━━━━━ Records provided

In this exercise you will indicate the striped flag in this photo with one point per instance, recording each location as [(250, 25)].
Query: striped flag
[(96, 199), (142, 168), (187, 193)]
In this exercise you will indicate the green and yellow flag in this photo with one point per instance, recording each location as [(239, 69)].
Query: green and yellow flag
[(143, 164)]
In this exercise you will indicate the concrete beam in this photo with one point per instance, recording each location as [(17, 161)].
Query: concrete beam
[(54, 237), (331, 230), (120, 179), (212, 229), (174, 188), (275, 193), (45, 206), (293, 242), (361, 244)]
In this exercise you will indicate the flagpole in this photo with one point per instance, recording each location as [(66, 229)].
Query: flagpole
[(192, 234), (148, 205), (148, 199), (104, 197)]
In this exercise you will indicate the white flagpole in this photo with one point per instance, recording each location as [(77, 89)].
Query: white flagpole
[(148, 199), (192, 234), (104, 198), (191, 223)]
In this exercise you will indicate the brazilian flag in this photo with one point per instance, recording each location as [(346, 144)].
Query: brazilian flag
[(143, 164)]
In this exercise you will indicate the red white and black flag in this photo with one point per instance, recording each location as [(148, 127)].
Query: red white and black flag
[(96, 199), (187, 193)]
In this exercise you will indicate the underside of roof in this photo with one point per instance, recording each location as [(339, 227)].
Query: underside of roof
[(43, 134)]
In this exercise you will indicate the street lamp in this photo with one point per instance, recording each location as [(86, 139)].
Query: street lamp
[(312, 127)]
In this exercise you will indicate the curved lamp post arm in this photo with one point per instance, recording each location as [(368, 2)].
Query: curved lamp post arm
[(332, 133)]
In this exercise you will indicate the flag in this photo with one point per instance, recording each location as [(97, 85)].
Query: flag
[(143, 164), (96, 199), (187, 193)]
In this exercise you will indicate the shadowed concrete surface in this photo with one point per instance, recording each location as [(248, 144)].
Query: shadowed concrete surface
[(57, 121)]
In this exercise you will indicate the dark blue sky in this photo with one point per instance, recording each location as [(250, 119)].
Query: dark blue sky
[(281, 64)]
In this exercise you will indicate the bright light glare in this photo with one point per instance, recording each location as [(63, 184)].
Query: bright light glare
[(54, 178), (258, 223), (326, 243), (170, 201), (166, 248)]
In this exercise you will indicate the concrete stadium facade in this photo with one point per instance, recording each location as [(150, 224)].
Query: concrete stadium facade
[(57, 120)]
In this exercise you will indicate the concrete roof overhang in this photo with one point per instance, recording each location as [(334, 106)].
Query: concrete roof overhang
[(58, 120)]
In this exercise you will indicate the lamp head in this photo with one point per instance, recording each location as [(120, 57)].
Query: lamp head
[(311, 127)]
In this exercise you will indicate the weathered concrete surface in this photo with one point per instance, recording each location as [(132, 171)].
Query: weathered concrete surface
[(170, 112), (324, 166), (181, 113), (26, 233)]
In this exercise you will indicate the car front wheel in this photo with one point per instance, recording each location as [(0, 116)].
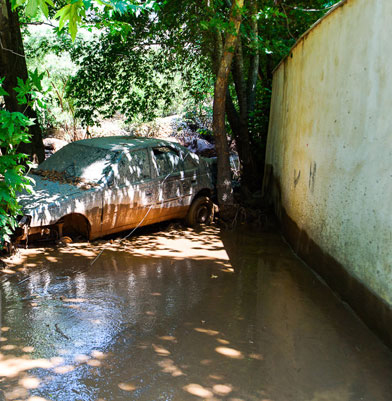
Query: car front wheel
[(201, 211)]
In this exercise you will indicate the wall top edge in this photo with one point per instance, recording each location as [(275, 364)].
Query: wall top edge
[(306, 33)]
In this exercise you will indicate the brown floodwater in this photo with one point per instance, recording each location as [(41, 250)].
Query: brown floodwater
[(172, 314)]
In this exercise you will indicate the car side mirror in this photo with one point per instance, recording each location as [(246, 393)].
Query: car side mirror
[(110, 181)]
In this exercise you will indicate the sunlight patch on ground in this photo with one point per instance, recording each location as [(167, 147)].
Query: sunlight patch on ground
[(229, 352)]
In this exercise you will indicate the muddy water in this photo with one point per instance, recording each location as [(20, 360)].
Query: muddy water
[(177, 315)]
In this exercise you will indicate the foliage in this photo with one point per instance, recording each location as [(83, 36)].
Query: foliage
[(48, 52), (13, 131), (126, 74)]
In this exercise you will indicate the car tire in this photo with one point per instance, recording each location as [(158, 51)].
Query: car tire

━━━━━━━━━━

**The task**
Please transcribe the entire listing above word for word, leaving the pictures out of your answer.

**Task output**
In this exercise you will indicate the striped flag in this photo with one point per instance, recording each location as [(250, 25)].
Query: striped flag
[(96, 199), (142, 168), (187, 193)]
In this exercise you will indicate the green and yellow flag in this photo with one point per instance, recording each location as [(239, 69)].
Query: green and yellow flag
[(143, 164)]
In this exercise you will indicate the concrete beam in this photo with one point per instance, recording each location as [(17, 161)].
Query: concrete beam
[(54, 237), (331, 230), (120, 179), (212, 229), (174, 188), (275, 193), (45, 206), (293, 242), (361, 244)]
In this exercise you will indicate the flagpole in this photo with one point per instance, recording each location as [(66, 229)].
Query: flagpole
[(192, 234), (148, 205), (148, 199), (104, 197)]
In this exercise you will indicate the white flagpole in this photo with one point per instance, recording each location as [(77, 89)].
Query: white flagpole
[(148, 199), (192, 234), (104, 198), (191, 223)]
In this exercise you will indicate the brazilian flag in this photo with one point per instance, recording each location as [(346, 144)].
Query: brazilian flag
[(143, 164)]
In this exercise you will indicate the red white and black flag in this photo with one point per instance, recording each location as [(148, 127)].
Query: red white and black flag
[(96, 199), (187, 193)]
In this exercise you will indicate the underside of roof in this photo with one point per instance, recording each location as [(339, 227)].
Query: underside of roof
[(43, 134)]
In this exercise you will indicate the street lamp in this photo with one point per instance, recording each location as [(86, 139)].
Query: street lamp
[(312, 127)]
In this exercise you will indicate the curved lamp post arm in this photo with one point per instance, recording each location as [(368, 2)].
Query: curved lamp post arm
[(332, 133)]
In this exercise you will indicate the flag in this photo with one point per instance, recording each location as [(97, 85)].
Query: flag
[(143, 164), (96, 199), (187, 193)]
In this exercise you will indicate the shadowed concrete surface in this photo with one point per instance, recording each location as [(248, 144)].
Query: shadowed concrete surface
[(57, 121)]
In this exercise you will indicate the dark blue sky in this photo with one point per instance, recording each location as [(250, 119)].
Query: dark blue sky
[(281, 64)]
In this exercise you will indicate the bright light glare in this photo with one point per instance, recording each location as [(63, 184)].
Query: bright light glare
[(54, 178), (258, 223), (326, 243), (170, 201), (166, 248)]
In this exercise you will indicate the concrete stadium facade in this photo with one point per instance, recording each location as [(150, 224)].
Query: concrete stadium facade
[(57, 120)]
In this exercise you will indicate the concrete roof overhang in this photo with one point per instance, recording each location as [(334, 106)].
Query: concrete roof overhang
[(58, 120)]
In this exercise you will indicate the lamp head in this photo with one point per instance, recording each location as [(120, 57)].
Query: lamp head
[(311, 127)]
In this exercise you will indicate the weathered concrete surface in this photo with one point per instance, recording each location as [(132, 171)].
Query: weathered concrete surface
[(170, 112), (324, 166), (181, 113), (26, 233)]
In this exercise you will indicate the car front wheel in this photo with one point per instance, recording each location as [(0, 116)].
Query: car front wheel
[(201, 211)]
In this exercise you will indicate the wall top edge in this photo with one point per instance, recording each location as [(275, 364)].
Query: wall top edge
[(306, 33)]
In this exercise you will indicate the brown floodwater in this photo with one point per instance, recording each location as [(41, 250)].
Query: brown floodwater
[(172, 314)]
In this exercise you will indicate the car side mirror in this photo with one point per instance, recording each location as [(246, 393)].
Query: car side mirror
[(110, 181)]
In this exercise you will indicate the sunlight patch on ground in this photo with one point per instance, recording each location as [(167, 147)].
Query: sunlight patch on ground
[(229, 352)]
In this exercise you will indicate the muddy water in this photo with one point per instance, recording each location as [(20, 360)].
Query: muddy water
[(177, 315)]
In this exercise you will indicate the foliage in this photo with one point per instance, recording each location as [(83, 36)].
Query: foliage
[(48, 52), (13, 131), (126, 74)]
In this exercise you will indicate the car tire in this photo with one point per instance, recording each location as [(158, 51)].
Query: car tire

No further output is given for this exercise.